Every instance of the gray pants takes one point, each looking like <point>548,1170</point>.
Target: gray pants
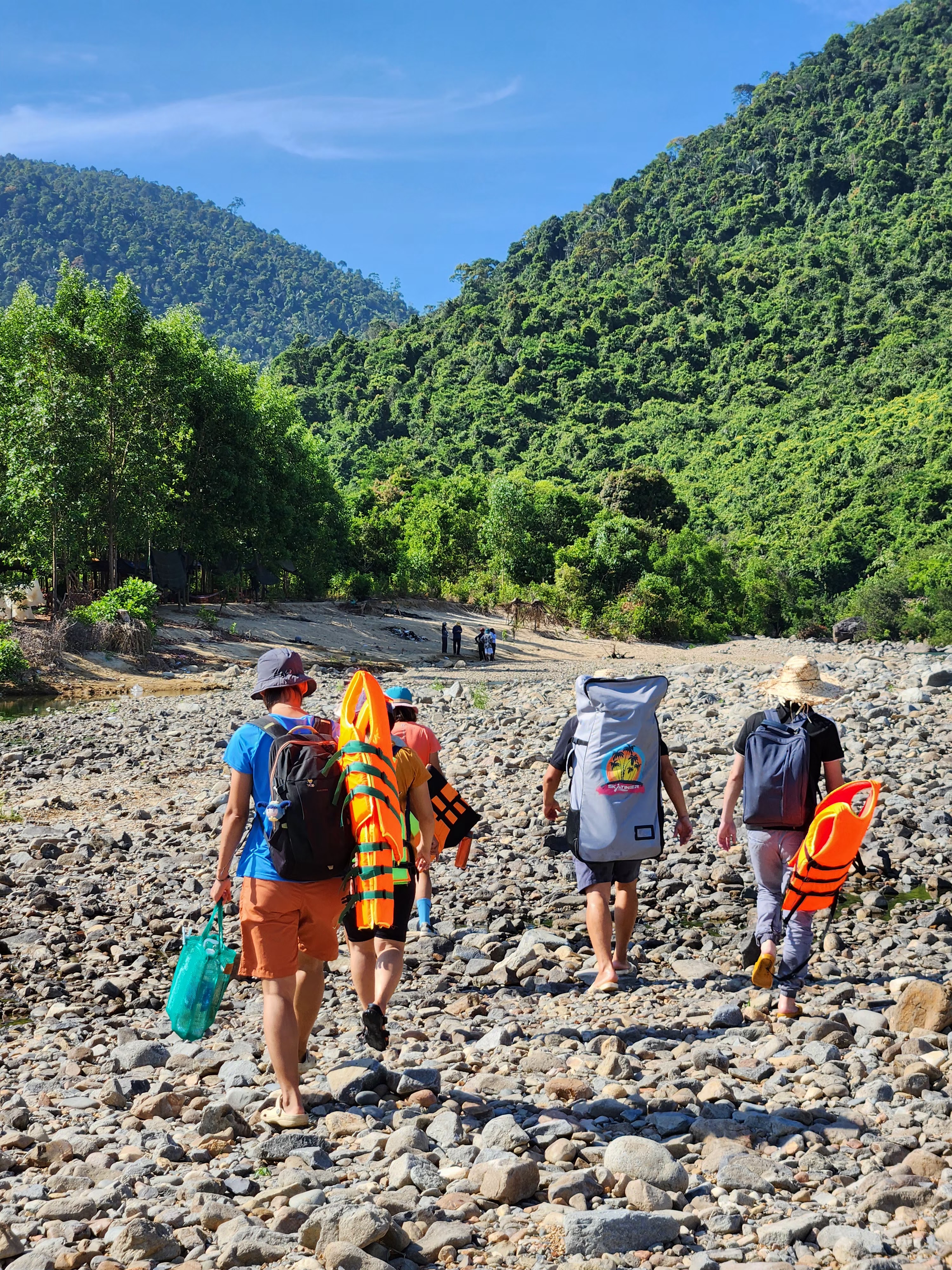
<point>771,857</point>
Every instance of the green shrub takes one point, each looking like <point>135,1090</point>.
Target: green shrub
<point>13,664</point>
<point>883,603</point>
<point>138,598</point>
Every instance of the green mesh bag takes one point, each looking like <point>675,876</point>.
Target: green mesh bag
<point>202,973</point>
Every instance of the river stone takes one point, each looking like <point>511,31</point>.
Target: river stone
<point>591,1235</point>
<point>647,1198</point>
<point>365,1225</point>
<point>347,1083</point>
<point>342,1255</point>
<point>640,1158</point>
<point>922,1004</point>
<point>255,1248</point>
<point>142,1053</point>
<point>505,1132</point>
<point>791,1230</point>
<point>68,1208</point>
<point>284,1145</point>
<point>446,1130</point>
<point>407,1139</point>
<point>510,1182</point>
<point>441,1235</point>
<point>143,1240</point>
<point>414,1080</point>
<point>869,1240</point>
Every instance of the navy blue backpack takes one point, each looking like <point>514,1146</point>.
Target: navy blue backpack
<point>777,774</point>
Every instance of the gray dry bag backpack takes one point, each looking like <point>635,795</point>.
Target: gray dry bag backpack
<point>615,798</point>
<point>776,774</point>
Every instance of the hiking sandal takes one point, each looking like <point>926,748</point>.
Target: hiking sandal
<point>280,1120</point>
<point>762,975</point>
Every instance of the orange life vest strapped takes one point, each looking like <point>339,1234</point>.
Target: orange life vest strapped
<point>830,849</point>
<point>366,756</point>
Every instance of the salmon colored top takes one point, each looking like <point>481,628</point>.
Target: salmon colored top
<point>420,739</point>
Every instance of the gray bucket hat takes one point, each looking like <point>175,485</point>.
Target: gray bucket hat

Task goal: A faithful transcription of the material, with no pictures, is the expected result.

Answer box:
Every instance of the gray pants takes one point, each looking like <point>548,1170</point>.
Target: gray pants
<point>771,857</point>
Every instance of the green shrub takes one point, each looking like <point>135,1090</point>.
Target: green shrub
<point>13,664</point>
<point>883,603</point>
<point>138,598</point>
Every instance of the green mesh bag takes one point, each looking like <point>675,876</point>.
Target: green mesh bag
<point>202,973</point>
Every instance of the river stone takes one point, each looking like <point>511,31</point>.
Target: river stone
<point>591,1235</point>
<point>647,1198</point>
<point>365,1225</point>
<point>347,1083</point>
<point>342,1255</point>
<point>640,1158</point>
<point>922,1004</point>
<point>255,1248</point>
<point>142,1053</point>
<point>505,1132</point>
<point>791,1230</point>
<point>68,1208</point>
<point>284,1145</point>
<point>446,1130</point>
<point>407,1139</point>
<point>510,1182</point>
<point>441,1235</point>
<point>143,1240</point>
<point>414,1080</point>
<point>869,1240</point>
Every instance of the navy blue backpack takes one point, each looking like <point>514,1146</point>.
Target: navy blue backpack
<point>777,774</point>
Every instance of the gray dry bag backpack takes one point, each looking like <point>635,795</point>.
Target: gray dry bag backpack
<point>615,798</point>
<point>776,774</point>
Every instance of the hiking sandal takes one point, each looking like <point>926,748</point>.
Target: hiking sandal
<point>280,1120</point>
<point>762,975</point>
Every instance of the orange life vest strapped takes one point, each looking like <point>339,1234</point>.
Target: orange life vest strapped
<point>830,849</point>
<point>366,756</point>
Every instance of the salmon colored top takes one point, each looking like <point>481,628</point>.
Target: salmon colored top
<point>420,739</point>
Every instance of the gray bucket hat takes one point, each looking like <point>175,485</point>.
Target: gray bucket hat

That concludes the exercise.